# creer pdf  formulaires



## eckri (3 Février 2021)

Ma femme est prof elle a besoin de scanner des pages et de creer un pdf avec , pour ca nous utilisons scanner pro qui marche tres  bien
mais ensuite elle a besoin de creer des zones ou les eleves peuvent repondre a des questions

J'ai bien pdf expert mais je ne vois pas cette possibilité 

ci dessous les zones  en vert ... merci


----------



## Chris K (3 Février 2021)

Bonjour,

En effet, PDF Expert ne permet pas de créer des formulaires.
Il faudrait s’orienter sur d’éventuelles applis iOS permettant de faire cela (désolé j’en connais pas).

En revanche je crois savoir que le site pdfescape.com permet de créer des formulaires sans avoir besoin d’Acrobat. À voir ce qui possible de faire avec la version gratuite du site.
Peut-être que d’autres outils similaires en ligne existent.


----------



## eckri (4 Février 2021)

et c'est pas possible de l'exporter au format word docx  ?
scanner et export docx ?


----------



## Chris K (4 Février 2021)

eckri a dit:


> et c'est pas possible de l'exporter au format word docx  ?
> scanner et export docx ?



Peut-être si, scanner pro ne fait pas ça ?


----------



## eckri (4 Février 2021)

──────

TRAVAIL À FAIRE> D'après l'extrait choisi, quel site permettrait de créer des formulaires sans avoir besoin d'Acrobat ?

DONNÉES FOURNIES>

──────

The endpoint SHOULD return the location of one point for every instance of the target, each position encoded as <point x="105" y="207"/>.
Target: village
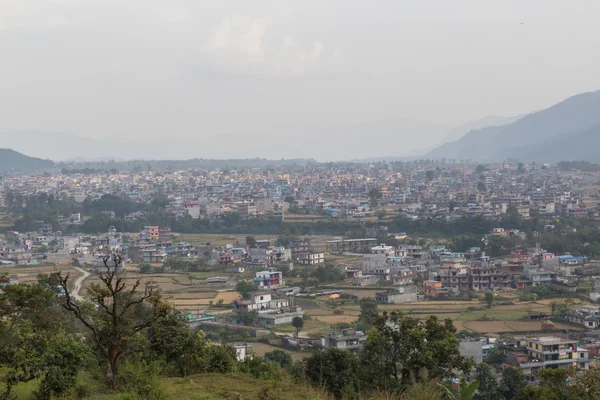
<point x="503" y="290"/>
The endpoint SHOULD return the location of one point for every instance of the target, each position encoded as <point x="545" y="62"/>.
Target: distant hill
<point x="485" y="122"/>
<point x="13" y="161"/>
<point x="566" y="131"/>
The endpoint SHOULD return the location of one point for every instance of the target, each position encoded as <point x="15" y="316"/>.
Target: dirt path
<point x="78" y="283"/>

──────

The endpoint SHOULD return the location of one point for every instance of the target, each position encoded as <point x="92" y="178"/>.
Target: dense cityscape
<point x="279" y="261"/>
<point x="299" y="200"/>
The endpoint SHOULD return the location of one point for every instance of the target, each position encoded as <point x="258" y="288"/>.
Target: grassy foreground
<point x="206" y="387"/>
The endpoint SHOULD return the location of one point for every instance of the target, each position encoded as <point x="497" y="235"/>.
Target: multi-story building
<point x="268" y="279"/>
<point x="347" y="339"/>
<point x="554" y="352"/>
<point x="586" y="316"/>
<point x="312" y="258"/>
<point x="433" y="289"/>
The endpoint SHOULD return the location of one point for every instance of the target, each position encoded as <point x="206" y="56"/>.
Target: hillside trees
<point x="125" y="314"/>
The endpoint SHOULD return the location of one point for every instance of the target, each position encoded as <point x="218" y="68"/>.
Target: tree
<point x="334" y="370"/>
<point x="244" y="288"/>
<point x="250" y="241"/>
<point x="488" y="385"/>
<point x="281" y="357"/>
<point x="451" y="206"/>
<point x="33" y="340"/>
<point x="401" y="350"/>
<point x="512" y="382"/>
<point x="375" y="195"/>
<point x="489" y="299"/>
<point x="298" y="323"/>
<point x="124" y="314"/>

──────

RÉPONSE COMPLÈTE> Il s'agit du site pdfescape.com.